[Start of Input rows]
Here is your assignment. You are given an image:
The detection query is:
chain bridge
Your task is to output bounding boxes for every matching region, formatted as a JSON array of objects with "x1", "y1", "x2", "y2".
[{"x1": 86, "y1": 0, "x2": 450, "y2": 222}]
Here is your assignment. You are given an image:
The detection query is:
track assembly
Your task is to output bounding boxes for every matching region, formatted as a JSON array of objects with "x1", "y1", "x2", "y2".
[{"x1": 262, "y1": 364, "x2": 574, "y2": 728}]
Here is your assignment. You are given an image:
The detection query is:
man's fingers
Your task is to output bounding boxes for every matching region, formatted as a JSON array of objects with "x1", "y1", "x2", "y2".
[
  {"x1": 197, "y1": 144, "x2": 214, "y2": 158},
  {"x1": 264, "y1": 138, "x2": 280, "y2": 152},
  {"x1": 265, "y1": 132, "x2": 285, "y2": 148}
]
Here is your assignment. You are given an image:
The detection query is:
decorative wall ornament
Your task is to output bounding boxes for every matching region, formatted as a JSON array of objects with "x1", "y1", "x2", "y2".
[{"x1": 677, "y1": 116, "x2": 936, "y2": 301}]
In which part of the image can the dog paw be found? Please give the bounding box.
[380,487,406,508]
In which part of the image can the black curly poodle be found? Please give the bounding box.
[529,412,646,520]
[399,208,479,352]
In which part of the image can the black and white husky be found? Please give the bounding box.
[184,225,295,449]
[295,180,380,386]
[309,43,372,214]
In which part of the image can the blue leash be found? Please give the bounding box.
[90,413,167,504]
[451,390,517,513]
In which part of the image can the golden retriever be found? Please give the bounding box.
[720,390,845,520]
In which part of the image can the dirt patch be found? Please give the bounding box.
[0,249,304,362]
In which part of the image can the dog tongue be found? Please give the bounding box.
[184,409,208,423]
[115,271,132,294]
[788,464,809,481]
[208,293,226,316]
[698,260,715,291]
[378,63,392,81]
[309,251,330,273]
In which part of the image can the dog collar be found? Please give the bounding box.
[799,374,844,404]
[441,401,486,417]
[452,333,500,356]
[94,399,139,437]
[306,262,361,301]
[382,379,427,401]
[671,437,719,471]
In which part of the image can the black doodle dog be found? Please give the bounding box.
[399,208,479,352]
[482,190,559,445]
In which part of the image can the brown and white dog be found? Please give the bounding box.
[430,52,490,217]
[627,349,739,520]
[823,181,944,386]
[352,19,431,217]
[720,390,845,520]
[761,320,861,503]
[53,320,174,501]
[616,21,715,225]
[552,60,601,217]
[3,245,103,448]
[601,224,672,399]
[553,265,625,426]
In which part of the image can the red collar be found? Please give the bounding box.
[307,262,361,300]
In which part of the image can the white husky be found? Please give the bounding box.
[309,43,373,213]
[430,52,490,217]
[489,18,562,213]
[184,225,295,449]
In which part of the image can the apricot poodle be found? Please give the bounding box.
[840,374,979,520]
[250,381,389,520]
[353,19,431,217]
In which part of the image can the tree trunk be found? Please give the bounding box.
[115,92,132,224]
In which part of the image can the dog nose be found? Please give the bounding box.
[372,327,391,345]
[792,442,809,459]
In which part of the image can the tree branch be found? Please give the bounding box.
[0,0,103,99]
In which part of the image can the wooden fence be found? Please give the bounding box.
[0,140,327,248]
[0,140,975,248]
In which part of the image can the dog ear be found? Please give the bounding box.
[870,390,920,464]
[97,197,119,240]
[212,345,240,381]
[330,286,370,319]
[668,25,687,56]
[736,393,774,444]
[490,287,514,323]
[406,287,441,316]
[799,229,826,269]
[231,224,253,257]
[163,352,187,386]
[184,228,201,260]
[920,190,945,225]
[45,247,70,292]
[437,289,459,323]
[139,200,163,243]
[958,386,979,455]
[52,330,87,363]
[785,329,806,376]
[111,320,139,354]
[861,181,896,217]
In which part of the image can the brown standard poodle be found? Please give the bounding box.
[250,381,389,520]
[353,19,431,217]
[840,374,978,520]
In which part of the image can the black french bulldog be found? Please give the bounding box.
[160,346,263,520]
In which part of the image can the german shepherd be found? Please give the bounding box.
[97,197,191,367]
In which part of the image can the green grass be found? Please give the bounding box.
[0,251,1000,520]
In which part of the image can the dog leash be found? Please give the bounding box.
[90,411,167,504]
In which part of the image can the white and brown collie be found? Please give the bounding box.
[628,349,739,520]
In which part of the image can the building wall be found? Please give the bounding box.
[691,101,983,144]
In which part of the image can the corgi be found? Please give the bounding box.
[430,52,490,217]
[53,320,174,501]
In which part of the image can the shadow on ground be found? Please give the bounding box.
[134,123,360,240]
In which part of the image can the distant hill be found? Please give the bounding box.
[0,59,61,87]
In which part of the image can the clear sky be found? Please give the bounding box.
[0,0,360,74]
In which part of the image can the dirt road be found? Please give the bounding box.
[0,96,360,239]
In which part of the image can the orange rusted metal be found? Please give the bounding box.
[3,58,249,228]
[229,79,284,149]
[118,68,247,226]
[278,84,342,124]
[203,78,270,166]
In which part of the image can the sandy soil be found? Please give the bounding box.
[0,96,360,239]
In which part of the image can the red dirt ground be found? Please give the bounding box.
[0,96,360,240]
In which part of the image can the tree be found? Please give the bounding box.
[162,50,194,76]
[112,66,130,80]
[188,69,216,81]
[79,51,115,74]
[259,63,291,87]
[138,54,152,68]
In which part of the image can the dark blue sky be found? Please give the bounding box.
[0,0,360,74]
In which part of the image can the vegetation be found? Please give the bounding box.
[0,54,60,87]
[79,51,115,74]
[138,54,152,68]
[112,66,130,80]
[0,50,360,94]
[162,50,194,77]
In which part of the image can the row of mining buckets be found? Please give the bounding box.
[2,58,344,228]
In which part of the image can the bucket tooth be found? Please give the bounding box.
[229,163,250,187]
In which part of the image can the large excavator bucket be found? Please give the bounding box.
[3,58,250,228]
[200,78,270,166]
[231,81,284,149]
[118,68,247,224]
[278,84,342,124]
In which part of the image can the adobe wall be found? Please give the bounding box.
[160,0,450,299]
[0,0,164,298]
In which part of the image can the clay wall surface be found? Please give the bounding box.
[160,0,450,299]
[End of Input rows]
§ **Your goal**:
Swap "clay wall surface" for "mud brick wall" in the rows from the line holding "In which part of the image can the clay" through the end of the rows, both ends included. Copy out only those lines, with everything else unchanged.

§ **Output of the task**:
In which part of the image can the mud brick wall be found? Please give the bounding box.
[160,0,450,299]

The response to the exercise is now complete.